Task material Block Start
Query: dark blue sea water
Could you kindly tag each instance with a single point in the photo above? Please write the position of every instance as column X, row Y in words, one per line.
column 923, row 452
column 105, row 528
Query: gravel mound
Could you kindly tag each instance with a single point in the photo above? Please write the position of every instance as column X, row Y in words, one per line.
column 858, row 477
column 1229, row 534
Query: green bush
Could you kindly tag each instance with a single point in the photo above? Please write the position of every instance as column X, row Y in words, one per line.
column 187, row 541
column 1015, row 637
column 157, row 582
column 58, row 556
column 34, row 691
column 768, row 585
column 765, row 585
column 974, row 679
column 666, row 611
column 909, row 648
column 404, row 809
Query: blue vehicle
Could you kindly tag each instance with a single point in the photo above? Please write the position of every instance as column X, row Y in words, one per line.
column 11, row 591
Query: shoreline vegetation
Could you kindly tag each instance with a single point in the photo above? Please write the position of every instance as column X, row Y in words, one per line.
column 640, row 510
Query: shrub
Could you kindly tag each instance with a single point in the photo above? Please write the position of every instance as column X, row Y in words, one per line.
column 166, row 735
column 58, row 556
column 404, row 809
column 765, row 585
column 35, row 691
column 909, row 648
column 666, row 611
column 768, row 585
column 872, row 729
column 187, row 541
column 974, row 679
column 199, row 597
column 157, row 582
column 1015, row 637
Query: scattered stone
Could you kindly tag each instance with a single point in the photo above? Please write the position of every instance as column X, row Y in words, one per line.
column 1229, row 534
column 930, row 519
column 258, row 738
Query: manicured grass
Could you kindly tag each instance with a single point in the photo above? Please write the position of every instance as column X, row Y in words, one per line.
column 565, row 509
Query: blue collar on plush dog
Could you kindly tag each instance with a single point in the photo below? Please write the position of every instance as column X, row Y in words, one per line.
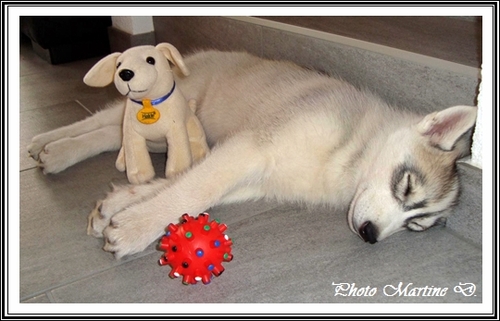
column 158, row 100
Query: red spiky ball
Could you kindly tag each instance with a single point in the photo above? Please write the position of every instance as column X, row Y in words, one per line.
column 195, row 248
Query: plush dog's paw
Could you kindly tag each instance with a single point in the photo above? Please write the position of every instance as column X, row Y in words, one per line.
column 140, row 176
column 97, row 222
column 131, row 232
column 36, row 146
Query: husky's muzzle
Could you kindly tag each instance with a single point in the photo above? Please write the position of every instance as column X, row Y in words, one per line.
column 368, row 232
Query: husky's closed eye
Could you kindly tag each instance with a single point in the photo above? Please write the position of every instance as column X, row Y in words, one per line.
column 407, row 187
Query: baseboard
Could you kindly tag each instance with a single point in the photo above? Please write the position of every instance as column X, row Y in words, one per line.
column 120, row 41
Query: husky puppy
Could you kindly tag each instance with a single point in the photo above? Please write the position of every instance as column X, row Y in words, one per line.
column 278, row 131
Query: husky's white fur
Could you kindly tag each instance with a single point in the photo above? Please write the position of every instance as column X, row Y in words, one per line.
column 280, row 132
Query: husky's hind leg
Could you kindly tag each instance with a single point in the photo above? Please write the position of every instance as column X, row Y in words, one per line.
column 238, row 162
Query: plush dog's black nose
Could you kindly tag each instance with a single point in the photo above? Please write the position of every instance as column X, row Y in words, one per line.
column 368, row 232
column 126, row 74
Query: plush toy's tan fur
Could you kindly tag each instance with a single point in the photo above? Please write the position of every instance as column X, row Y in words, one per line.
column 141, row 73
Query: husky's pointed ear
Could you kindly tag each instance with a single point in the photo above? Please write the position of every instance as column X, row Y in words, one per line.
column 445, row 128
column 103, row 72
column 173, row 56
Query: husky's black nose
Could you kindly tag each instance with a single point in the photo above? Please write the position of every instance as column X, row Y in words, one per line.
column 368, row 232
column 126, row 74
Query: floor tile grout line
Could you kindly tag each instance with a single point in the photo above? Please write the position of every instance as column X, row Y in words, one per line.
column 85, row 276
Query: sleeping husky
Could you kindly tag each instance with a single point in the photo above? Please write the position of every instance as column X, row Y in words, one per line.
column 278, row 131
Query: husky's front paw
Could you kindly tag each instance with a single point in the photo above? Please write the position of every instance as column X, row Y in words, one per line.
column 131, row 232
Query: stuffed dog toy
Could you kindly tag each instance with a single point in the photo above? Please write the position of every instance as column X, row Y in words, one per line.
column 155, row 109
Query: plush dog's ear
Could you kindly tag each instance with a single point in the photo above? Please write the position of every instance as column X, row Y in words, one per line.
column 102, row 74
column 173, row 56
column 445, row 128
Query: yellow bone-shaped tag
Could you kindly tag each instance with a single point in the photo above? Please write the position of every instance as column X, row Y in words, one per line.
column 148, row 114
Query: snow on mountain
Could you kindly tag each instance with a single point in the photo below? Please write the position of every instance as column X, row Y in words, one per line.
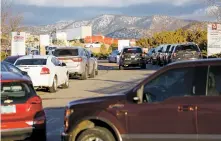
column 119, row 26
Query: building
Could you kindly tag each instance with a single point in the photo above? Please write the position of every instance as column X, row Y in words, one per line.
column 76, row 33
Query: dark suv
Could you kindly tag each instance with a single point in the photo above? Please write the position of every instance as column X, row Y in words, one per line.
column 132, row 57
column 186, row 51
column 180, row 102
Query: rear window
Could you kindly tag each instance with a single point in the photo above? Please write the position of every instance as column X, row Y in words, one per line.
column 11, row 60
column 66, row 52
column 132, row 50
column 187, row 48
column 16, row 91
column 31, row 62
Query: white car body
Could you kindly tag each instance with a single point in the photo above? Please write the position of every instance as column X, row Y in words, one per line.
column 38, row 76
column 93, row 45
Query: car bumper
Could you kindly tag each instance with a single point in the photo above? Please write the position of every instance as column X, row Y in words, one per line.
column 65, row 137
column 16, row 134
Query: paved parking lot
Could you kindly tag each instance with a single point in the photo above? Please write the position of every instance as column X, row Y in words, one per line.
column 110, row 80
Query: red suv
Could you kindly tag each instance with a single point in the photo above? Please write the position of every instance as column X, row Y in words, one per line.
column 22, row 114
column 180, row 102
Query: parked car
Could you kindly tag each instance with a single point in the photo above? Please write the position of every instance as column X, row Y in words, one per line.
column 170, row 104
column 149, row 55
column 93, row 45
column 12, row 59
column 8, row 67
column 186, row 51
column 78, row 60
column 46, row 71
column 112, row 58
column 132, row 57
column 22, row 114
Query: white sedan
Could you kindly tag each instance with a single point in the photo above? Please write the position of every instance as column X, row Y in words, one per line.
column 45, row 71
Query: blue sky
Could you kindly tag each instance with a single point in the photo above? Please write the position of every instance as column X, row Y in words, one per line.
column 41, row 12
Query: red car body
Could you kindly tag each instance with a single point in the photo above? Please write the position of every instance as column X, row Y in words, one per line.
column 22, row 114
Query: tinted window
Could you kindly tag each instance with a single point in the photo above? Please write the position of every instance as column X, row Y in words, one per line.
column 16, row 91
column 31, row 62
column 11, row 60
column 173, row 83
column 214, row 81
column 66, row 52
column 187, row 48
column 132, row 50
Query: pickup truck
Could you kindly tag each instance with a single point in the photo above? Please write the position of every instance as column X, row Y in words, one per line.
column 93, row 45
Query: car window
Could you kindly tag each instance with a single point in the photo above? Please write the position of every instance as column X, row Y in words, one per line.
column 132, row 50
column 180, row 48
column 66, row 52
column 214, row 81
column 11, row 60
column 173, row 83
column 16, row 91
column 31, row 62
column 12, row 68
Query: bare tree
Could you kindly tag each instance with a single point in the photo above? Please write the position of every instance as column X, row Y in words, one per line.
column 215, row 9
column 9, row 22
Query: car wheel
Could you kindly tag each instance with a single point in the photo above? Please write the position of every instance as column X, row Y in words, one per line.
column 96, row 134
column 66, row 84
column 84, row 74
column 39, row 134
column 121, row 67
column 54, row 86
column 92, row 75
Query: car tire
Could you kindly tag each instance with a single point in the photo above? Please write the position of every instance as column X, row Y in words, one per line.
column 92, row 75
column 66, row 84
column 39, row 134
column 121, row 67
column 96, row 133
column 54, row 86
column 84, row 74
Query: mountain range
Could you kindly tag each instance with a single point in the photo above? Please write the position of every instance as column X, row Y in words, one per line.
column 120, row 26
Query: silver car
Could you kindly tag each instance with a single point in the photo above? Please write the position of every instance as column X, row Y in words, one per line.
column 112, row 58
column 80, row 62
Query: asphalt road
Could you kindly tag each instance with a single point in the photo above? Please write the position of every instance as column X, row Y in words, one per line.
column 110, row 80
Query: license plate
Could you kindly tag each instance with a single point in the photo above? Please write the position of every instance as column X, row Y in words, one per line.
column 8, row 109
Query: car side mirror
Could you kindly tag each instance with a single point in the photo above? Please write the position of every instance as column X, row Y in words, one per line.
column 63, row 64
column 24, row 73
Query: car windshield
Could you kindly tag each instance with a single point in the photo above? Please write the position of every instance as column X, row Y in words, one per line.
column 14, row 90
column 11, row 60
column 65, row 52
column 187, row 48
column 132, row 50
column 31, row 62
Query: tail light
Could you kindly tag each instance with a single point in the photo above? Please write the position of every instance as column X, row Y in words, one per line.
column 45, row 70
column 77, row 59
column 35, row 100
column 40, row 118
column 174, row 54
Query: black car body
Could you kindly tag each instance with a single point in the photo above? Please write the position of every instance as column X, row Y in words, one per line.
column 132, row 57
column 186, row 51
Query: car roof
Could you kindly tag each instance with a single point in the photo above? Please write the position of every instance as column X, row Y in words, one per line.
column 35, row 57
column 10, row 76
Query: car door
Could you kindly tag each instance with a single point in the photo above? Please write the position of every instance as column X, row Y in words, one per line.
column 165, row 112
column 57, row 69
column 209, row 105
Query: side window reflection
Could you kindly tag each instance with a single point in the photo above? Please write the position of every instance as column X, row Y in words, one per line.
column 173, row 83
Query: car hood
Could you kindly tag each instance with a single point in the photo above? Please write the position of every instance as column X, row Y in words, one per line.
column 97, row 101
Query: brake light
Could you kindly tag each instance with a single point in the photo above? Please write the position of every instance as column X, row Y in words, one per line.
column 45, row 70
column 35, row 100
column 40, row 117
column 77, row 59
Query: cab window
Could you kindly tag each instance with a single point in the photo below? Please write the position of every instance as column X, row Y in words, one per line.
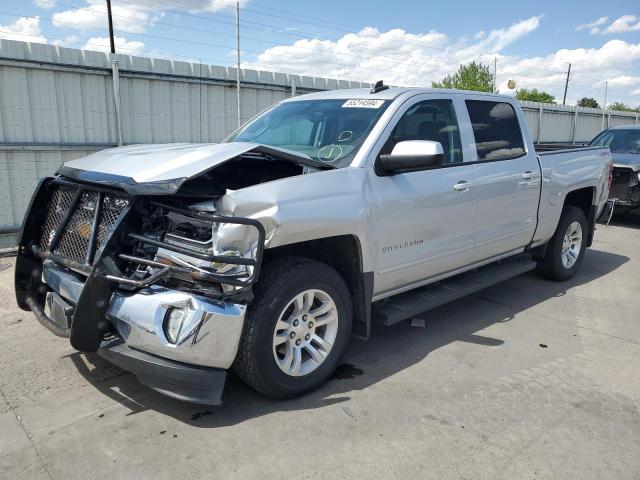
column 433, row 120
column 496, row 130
Task material Block End
Activity: State how many lines in the listing above contain the string "side". Include no other words.

Exercise solution: 2